* START The records *
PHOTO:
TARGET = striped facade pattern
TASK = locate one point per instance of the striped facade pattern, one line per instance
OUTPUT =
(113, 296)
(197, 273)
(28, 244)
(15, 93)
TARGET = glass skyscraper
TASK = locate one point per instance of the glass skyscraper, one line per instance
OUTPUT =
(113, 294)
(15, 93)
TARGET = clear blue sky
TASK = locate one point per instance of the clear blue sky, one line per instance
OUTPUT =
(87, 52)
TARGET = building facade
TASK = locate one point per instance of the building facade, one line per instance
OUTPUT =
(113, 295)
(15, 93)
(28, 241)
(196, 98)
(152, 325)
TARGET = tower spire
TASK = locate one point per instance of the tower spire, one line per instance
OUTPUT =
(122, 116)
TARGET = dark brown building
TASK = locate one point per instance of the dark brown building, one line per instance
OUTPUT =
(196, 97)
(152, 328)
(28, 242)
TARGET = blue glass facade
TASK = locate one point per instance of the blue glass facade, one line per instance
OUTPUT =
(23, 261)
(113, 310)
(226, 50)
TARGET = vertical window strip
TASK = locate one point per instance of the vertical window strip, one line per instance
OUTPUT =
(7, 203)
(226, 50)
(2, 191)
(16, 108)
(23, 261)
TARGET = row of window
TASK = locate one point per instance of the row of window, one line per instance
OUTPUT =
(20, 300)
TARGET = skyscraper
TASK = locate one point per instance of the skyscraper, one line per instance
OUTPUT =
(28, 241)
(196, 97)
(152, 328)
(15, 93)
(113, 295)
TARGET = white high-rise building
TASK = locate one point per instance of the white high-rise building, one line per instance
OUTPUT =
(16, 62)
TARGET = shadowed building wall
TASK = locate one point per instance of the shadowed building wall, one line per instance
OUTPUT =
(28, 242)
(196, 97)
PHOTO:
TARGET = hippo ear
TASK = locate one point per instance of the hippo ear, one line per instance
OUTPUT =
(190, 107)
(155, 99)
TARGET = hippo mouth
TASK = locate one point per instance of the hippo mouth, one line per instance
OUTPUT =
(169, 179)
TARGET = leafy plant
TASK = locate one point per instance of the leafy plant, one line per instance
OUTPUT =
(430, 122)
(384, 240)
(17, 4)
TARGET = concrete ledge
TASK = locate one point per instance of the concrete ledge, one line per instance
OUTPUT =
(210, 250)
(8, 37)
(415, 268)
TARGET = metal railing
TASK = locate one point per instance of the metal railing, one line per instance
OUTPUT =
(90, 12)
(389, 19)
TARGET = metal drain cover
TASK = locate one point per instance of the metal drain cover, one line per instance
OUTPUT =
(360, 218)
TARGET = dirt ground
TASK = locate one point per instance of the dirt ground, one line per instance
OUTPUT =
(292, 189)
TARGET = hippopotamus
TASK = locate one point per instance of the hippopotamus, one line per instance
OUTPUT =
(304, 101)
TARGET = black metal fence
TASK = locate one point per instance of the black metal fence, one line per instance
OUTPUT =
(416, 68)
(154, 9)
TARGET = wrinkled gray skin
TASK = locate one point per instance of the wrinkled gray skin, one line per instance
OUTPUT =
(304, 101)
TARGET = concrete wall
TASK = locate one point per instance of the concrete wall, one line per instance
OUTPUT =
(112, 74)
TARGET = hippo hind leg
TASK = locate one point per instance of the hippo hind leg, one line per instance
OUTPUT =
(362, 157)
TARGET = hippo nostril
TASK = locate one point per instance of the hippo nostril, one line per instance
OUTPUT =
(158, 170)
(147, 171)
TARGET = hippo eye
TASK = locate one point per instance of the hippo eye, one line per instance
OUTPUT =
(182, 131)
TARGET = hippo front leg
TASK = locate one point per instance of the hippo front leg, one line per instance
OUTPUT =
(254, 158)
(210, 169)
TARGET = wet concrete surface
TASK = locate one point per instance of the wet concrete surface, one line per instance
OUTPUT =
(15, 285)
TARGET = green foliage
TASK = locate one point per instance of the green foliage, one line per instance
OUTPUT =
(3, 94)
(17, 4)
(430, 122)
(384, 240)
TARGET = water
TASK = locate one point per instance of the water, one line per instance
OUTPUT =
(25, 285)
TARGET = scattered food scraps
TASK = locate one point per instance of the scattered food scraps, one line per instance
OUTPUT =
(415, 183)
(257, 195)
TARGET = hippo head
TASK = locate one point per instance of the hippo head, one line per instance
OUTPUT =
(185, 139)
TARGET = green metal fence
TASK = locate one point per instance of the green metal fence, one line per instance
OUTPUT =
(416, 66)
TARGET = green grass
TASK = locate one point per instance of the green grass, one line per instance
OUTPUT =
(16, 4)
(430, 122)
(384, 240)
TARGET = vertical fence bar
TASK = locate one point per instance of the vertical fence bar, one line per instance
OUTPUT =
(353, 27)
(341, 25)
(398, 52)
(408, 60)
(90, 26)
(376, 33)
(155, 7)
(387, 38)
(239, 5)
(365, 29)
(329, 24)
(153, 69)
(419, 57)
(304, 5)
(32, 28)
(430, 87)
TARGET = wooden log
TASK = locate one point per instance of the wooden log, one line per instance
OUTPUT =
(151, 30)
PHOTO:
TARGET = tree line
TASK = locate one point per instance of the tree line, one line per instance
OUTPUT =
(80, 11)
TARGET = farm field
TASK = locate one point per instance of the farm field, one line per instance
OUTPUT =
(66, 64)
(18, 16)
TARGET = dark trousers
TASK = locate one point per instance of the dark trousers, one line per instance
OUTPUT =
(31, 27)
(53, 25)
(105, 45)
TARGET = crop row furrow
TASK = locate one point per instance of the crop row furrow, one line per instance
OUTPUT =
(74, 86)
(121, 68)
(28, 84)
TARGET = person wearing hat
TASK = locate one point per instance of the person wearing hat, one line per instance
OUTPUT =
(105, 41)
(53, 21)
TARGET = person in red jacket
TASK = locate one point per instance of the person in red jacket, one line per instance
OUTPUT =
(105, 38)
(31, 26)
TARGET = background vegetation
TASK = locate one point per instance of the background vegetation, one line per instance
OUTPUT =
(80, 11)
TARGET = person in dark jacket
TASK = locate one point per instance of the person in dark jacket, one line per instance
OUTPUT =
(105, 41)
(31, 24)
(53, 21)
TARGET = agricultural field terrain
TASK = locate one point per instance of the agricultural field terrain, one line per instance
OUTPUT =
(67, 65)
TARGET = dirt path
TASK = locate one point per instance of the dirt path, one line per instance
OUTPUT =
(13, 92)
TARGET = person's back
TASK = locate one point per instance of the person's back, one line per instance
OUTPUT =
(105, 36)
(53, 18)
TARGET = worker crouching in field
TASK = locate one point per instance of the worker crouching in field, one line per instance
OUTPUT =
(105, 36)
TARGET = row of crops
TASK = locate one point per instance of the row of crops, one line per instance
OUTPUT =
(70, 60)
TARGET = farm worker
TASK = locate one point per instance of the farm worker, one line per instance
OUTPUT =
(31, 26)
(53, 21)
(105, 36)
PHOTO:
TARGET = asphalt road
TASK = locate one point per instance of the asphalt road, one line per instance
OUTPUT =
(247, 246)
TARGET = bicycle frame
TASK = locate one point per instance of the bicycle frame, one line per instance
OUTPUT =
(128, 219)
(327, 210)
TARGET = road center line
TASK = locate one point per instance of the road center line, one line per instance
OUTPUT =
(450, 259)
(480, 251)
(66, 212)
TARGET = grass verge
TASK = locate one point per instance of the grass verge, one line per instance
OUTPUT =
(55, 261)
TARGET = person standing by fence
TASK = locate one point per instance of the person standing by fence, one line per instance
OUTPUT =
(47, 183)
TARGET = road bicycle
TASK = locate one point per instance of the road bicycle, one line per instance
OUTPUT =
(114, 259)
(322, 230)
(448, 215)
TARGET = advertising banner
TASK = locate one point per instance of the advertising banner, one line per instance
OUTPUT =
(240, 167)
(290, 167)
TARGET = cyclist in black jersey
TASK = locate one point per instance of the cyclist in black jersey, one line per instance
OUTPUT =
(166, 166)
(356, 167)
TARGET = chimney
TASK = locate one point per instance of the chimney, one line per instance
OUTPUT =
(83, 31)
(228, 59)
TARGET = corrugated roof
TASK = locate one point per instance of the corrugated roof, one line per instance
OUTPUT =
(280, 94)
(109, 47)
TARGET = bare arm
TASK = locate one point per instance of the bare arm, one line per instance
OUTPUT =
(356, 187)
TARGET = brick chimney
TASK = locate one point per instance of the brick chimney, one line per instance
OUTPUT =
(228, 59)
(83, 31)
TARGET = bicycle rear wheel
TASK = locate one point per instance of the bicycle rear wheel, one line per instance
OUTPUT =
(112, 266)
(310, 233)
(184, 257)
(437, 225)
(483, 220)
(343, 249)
* END The records *
# What you should do:
Return the line that contains "TARGET = row of crops" and all lines after it, verbatim, and nothing else.

# Answer for the task:
TARGET = row of crops
TASK = locate one point per instance of the row of crops, one line per instance
OUTPUT =
(70, 60)
TARGET = farm worker
TASK = locate one point per instance of the farm worker, one line per instance
OUTPUT =
(31, 26)
(53, 21)
(105, 36)
PHOTO:
TARGET = asphalt road
TASK = locate one point per instance of the asphalt road, one line per instance
OUTPUT =
(247, 246)
TARGET = bicycle frame
TASK = locate one point per instance of the bicycle frame, one line per instance
OUTPUT =
(128, 219)
(327, 210)
TARGET = road center line
TASK = locate one point per instance of the road center line, one line per instance
OUTPUT =
(450, 259)
(480, 251)
(66, 212)
TARGET = grass verge
TASK = locate one point per instance of the grass verge, one line per instance
OUTPUT =
(55, 261)
TARGET = person standing by fence
TASK = locate one point per instance of the person standing by fence, one line per instance
OUTPUT =
(47, 183)
TARGET = road bicycle
TASK = locate one point per instance of the road bicycle, one line per instance
OUTPUT =
(114, 259)
(322, 230)
(448, 215)
TARGET = advertising banner
TASK = locate one point per instance of the advertising banner, one line per instance
OUTPUT =
(240, 167)
(290, 167)
TARGET = cyclist in black jersey
TASK = locate one point per instance of the cyclist in black jersey, one line per instance
OUTPUT =
(166, 166)
(356, 167)
TARGET = chimney
TASK = locate one point per instance of the chimney, one line per instance
OUTPUT =
(83, 31)
(228, 59)
TARGET = corrugated roof
TASK = locate one point per instance of the corrugated roof, one line per instance
OUTPUT =
(280, 94)
(109, 47)
TARGET = bare arm
TASK = locate one point per instance of the bare arm, one line per instance
OUTPUT =
(356, 187)
TARGET = brick chimney
TASK = locate one point per instance of the brick chimney, one line per instance
OUTPUT =
(228, 59)
(83, 31)
TARGET = bicycle rear wheel
TASK = locate one point per instance of the bicycle rear wheel, one line per instance
OUTPUT =
(112, 266)
(310, 233)
(184, 257)
(437, 225)
(483, 220)
(343, 249)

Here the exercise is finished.